▶ Problem
Locate each line in the items below that contains the word "lamp" and copy those lines. Case counts.

#### Source material ####

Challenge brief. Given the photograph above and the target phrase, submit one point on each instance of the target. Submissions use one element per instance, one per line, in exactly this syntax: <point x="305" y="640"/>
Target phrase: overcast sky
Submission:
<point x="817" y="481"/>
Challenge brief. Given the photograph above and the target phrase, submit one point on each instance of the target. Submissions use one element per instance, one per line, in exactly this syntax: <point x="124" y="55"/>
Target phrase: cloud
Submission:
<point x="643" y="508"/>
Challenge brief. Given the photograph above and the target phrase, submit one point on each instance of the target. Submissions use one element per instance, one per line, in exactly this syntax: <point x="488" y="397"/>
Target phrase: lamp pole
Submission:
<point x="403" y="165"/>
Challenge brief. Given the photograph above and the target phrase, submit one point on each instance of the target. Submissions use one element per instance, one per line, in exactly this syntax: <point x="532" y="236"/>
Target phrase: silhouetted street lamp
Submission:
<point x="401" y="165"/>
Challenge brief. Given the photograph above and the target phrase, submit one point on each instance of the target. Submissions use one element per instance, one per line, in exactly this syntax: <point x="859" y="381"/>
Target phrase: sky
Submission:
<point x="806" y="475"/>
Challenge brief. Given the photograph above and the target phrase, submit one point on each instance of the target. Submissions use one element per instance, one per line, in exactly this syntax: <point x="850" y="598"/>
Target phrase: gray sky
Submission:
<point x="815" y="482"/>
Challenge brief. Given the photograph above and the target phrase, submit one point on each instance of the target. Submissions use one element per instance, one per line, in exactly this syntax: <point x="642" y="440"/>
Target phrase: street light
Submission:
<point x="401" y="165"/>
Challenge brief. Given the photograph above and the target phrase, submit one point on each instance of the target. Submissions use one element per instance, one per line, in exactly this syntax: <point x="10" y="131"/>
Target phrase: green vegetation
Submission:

####

▶ Task answer
Target phrase: lamp pole
Target phrase: silhouetted street lamp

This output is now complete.